◆ Text shown ◆
= = = = =
[Date Prev][Date Next][Thread Prev][Thread Next][Date Index][Thread Index]
[Speechd] KTTS and SpeechD integration
From: |
Hynek Hanke |
Subject: |
[Speechd] KTTS and SpeechD integration |
Date: |
Sun Aug 13 12:52:48 2006 |
Hi Milan,
> HH> 3) The TTS is able to start synthesizing the text from an
> HH> arbitrary index mark in the given (complete) text.
>
> I'm not sure what's the point here. I assume you don't think about just
> cutting out the before-mark prefix, you probably think about starting
> the synthesis considering the left context, e.g. correct pronunciation
> ("I will <mark> read" vs. "I have <mark> read"), intonation dependent on
> the previous contents, or considering surrounding SSML markup.
you understood it correctly. I don't think considering pronounciation and
intonation context is that important, especially because (except for special
cases), this kind of index marks will mostly lie in between sentences, not
inside them. But considering surrounding SSML markup is very important, because
that can make a big difference in the resulting speech.
Currently, what I do in Speech Dispatcher to ensure pause/resume or rewinding,
is that I cut the message at the appropriate index mark and send to Festival
only the rest. This is very wrong, because it can even break the SSML entirely
(make it invalid) if the index mark happens to be at some bad place. Fixing
this is of quite high importance, I think. I didn't think about this problem
when we made the switch to SSML.
> I think this is a legitimate requirement on a TTS system.
I think it should also be somehow included in the TTS API specs discussed on
freedesktop.org. The point 4.7 (NICE TO HAVE) is somehow similar to this
requirement, although a bit more general.
The problem with this is that if the synthesizer supports SSML and doesn't
support the feature described above, then the applications are forced to parse
the SSML if they want to do pause/resume without blocking the whole session
with the TTS (that's what the pause/resume functions in 4.12 do, if I
understand correctly).
I propose to prepend a SHOULD HAVE point requiring the TTS to at least be able
to start reading from a specified index mark, as described above.
> But retaining the complete left context means processing it, which may mean
> the synthesizer doesn't start returning the output "immediately".
If this turns out to be a problem, we could look for alternative ways how to
ensure pause/resume/rewinding, like the point 4.7 of TTS API requirements
(although this point is not complete for that purpose). But I expect it would
be more difficult.
> What you say here is probably somewhat confused.
Of course your explanations of the screen/application reader are more
acurate. My point was just to explain that generally a reader like Gnopernicus
won't be the only application that needs it's speech to get through so that
accessibility is ensured. There even might be more important messages that what
gets out of Gnopernicus or speechd-el.
A user probably doesn't want the message ``You have an incomming call from
Milan Zamazal'' be interrupted or thrown away by messages caused by him writing
a letter in a text editor.
So I don't think screen readers or application readers should be, by default,
in power over everything.
With Regards,
Hynek Hanke
= = = = =
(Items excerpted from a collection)

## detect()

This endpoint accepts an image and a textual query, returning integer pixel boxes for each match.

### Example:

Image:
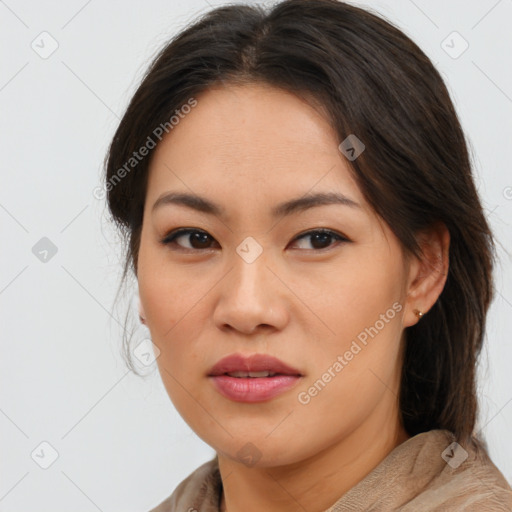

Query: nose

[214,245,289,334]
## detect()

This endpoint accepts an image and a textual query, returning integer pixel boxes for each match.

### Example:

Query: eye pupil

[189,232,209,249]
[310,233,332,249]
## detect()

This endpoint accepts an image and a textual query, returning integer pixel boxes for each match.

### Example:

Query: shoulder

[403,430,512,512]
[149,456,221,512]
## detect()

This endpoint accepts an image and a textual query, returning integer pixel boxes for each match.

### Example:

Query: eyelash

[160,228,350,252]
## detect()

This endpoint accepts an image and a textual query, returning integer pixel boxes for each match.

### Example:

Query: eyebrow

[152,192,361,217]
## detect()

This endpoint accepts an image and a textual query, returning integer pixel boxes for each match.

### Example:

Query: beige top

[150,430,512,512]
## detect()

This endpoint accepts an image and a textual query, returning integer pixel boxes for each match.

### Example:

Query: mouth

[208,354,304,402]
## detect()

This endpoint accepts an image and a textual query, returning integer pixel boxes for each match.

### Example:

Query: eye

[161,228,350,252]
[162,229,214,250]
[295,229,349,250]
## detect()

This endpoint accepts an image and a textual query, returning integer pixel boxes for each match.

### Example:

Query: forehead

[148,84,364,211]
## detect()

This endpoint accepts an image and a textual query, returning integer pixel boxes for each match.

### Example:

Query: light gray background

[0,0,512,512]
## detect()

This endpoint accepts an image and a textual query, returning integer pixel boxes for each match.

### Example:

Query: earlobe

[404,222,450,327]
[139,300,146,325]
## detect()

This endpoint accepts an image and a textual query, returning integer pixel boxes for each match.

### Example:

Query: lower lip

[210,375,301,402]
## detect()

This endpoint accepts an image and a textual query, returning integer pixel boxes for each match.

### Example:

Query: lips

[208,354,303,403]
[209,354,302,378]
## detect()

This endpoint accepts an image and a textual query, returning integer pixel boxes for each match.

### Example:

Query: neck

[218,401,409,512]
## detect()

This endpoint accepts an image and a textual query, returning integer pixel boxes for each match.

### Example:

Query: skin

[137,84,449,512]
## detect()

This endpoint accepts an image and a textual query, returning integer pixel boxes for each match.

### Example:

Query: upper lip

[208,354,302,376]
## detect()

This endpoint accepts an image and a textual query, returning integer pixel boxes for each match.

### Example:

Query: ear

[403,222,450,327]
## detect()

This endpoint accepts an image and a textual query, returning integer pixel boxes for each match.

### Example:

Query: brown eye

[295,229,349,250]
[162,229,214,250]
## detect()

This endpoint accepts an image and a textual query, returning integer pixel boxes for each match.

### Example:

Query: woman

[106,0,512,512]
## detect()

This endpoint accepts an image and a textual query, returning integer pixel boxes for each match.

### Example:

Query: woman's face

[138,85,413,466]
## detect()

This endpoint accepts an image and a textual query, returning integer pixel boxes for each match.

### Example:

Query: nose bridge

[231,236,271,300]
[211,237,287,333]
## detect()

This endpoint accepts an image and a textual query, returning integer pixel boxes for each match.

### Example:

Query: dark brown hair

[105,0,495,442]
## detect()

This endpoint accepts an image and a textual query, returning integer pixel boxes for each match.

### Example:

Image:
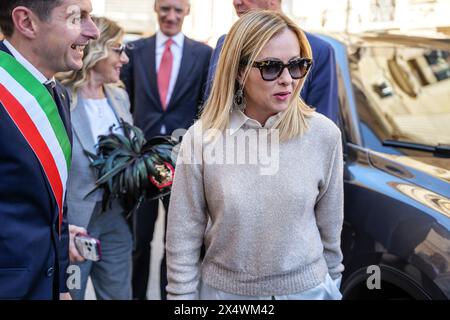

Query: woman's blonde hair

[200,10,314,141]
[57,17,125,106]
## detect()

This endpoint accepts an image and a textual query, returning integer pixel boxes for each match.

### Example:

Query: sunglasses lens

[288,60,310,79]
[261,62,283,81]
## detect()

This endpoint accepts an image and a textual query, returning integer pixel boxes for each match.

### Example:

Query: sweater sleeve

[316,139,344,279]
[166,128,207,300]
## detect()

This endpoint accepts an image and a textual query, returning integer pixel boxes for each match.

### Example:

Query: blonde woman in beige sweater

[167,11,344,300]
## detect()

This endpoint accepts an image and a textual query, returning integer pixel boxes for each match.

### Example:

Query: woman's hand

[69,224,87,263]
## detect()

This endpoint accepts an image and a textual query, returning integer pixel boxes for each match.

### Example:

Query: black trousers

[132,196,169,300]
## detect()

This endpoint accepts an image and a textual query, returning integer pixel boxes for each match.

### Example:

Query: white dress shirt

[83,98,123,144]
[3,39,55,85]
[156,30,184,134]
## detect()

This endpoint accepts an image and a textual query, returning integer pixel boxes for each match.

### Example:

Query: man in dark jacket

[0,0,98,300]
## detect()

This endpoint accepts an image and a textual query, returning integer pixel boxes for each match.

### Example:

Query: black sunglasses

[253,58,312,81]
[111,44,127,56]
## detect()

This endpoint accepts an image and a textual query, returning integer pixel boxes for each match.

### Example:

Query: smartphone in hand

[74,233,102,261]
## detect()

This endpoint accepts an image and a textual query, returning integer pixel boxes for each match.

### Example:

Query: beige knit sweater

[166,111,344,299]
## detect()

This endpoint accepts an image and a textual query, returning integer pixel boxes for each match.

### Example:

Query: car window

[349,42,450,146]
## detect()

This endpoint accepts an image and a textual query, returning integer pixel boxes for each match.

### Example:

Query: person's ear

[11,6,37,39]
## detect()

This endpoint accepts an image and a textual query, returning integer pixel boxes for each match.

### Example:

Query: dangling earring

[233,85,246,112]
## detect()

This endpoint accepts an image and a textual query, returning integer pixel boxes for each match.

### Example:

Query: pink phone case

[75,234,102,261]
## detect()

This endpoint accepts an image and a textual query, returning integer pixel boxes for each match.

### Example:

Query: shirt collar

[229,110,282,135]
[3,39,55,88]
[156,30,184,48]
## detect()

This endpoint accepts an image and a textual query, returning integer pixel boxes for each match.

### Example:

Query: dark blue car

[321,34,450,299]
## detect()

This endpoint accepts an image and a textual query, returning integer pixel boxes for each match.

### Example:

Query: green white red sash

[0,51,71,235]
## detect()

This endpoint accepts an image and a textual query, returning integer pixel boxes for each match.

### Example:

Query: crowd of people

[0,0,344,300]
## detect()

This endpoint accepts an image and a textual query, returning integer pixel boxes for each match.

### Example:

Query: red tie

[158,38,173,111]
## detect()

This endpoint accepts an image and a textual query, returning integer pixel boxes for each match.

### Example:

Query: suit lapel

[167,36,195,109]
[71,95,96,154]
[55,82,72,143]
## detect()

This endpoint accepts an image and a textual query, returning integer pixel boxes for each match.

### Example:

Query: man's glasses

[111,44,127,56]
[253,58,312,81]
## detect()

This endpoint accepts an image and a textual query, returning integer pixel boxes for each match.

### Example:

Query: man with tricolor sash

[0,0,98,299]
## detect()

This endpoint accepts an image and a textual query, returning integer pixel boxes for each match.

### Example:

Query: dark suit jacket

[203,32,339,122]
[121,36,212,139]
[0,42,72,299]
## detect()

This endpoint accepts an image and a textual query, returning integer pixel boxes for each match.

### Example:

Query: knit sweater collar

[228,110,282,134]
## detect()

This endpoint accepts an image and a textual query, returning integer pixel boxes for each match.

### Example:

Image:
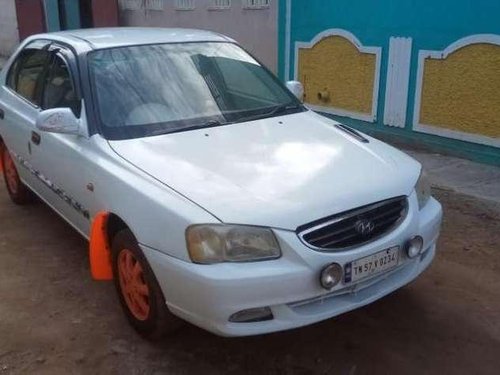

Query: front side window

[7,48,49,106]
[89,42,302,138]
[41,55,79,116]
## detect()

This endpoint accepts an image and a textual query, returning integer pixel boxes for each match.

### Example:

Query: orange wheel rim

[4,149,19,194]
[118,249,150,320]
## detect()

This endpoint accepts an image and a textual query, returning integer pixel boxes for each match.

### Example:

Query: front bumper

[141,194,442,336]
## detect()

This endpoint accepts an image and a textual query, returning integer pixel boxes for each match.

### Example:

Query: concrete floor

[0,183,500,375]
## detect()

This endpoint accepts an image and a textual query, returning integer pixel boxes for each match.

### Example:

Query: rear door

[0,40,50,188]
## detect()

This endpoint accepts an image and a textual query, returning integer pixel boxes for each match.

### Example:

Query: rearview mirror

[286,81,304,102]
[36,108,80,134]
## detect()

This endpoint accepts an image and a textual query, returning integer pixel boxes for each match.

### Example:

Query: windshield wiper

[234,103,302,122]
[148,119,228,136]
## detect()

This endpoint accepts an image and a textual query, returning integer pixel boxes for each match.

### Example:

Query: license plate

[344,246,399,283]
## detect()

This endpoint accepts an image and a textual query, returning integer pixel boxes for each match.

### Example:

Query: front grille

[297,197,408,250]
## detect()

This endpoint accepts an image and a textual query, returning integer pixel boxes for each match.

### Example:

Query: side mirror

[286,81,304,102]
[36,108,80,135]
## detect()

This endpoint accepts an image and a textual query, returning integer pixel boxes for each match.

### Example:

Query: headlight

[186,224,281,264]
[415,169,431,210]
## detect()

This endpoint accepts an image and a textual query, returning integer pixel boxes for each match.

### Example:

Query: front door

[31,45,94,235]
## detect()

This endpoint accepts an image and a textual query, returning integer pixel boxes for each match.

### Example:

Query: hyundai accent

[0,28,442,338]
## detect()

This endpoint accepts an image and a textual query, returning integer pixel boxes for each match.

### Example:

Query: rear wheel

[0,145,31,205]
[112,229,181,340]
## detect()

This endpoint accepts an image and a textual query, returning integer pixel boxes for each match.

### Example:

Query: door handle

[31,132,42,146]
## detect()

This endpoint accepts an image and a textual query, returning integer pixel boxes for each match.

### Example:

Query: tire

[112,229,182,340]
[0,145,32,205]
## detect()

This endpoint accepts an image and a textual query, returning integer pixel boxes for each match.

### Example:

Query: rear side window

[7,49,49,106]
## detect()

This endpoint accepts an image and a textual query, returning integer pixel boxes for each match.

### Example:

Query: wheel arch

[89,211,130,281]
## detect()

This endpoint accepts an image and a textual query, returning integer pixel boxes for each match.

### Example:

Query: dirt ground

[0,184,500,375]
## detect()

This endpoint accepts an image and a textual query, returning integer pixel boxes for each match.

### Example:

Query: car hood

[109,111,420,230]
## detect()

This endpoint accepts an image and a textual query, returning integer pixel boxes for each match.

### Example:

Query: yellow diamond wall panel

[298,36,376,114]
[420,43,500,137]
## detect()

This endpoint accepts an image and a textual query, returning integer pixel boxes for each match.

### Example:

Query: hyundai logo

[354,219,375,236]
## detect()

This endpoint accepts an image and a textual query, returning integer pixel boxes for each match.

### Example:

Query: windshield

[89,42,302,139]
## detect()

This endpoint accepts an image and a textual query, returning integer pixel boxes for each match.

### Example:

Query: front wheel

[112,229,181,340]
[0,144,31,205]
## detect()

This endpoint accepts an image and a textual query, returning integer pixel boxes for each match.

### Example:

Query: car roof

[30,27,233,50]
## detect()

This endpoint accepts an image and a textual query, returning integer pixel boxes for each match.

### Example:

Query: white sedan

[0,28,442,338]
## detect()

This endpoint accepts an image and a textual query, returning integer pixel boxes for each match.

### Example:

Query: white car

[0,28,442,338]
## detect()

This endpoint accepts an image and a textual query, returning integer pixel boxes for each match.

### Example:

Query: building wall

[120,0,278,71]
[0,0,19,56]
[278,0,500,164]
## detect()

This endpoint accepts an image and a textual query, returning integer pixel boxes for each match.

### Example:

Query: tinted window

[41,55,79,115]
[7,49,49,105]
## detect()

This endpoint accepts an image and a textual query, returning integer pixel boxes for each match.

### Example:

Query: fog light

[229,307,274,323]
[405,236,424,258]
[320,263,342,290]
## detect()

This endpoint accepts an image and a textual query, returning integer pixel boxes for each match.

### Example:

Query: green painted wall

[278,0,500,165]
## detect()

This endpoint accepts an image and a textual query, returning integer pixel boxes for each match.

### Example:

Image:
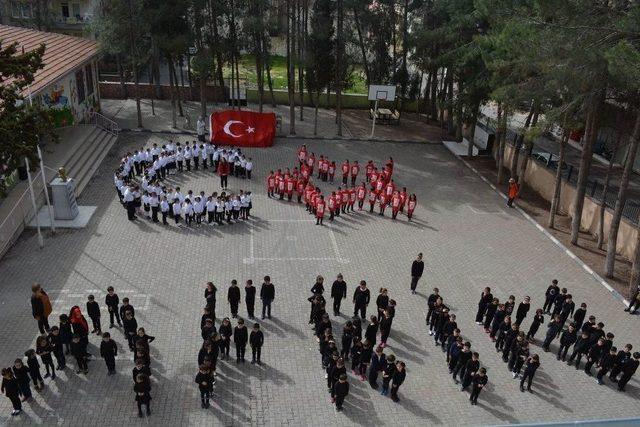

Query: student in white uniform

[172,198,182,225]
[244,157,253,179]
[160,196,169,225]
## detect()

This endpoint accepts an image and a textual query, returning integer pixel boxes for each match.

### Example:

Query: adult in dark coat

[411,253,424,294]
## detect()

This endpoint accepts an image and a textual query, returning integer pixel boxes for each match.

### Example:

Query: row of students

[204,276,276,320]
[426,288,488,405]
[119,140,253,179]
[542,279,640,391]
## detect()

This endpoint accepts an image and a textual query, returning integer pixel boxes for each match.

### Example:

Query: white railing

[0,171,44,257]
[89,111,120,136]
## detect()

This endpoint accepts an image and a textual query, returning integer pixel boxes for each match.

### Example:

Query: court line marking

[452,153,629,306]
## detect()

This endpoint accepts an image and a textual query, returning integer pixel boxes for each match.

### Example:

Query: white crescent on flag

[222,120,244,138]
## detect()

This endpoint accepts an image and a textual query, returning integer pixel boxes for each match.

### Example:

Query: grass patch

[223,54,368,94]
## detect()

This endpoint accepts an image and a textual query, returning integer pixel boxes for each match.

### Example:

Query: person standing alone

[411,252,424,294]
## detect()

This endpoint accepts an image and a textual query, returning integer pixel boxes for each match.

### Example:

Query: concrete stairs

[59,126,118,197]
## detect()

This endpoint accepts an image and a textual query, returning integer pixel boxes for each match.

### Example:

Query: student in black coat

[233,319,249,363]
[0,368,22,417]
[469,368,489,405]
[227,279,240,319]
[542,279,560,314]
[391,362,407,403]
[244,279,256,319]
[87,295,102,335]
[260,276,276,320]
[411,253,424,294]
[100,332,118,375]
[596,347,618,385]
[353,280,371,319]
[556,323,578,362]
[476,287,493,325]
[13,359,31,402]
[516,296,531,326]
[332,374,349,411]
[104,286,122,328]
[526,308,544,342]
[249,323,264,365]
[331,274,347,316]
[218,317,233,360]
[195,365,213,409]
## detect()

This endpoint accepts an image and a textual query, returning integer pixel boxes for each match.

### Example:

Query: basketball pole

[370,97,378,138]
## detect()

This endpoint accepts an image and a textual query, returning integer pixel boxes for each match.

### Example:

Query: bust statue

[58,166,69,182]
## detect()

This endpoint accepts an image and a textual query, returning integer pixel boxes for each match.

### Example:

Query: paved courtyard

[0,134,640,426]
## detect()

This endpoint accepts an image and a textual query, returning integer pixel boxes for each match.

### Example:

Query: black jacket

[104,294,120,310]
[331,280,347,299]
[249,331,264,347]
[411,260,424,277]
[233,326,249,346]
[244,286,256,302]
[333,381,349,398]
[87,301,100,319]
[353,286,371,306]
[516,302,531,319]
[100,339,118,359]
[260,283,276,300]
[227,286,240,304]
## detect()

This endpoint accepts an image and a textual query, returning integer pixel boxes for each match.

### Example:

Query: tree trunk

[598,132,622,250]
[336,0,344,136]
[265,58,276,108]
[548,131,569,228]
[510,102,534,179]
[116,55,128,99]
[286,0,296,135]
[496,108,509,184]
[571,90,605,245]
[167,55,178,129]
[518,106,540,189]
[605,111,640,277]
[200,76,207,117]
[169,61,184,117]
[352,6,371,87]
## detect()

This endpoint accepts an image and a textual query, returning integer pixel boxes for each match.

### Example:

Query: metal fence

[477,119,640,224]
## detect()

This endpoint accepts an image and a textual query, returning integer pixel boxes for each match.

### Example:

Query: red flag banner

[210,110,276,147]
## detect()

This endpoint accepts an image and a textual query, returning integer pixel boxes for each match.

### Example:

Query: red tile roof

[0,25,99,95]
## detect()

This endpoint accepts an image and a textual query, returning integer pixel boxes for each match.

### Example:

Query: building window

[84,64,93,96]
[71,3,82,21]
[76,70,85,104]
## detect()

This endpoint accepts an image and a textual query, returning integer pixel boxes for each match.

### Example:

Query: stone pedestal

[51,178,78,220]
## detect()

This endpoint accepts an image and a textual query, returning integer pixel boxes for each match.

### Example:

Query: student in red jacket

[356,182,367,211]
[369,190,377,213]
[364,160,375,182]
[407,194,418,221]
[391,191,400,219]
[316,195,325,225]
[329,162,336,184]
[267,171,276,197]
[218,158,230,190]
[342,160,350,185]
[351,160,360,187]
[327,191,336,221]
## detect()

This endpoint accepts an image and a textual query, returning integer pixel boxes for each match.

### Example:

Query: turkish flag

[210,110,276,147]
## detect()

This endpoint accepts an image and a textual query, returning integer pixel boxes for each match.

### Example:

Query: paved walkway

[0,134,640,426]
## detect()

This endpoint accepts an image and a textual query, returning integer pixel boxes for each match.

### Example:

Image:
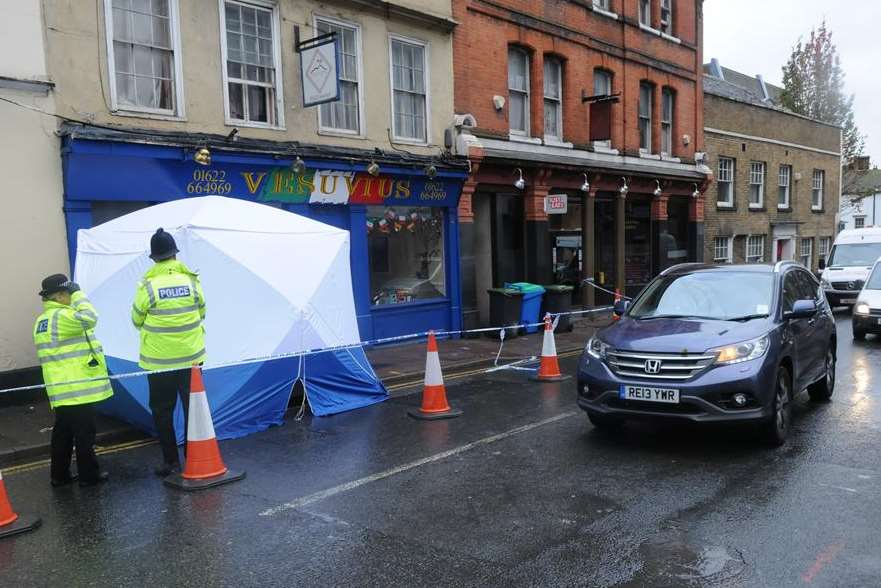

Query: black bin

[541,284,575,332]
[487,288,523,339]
= = = = =
◆ Problem to work on ◆
Reproduce the part of the mailing-list message that starts with "I propose to" and goes on through "probably somewhat confused.".

◆ Answer to the exercise ◆
I propose to prepend a SHOULD HAVE point requiring the TTS to at least be able
to start reading from a specified index mark, as described above.
> But retaining the complete left context means processing it, which may mean
> the synthesizer doesn't start returning the output "immediately".
If this turns out to be a problem, we could look for alternative ways how to
ensure pause/resume/rewinding, like the point 4.7 of TTS API requirements
(although this point is not complete for that purpose). But I expect it would
be more difficult.
> What you say here is probably somewhat confused.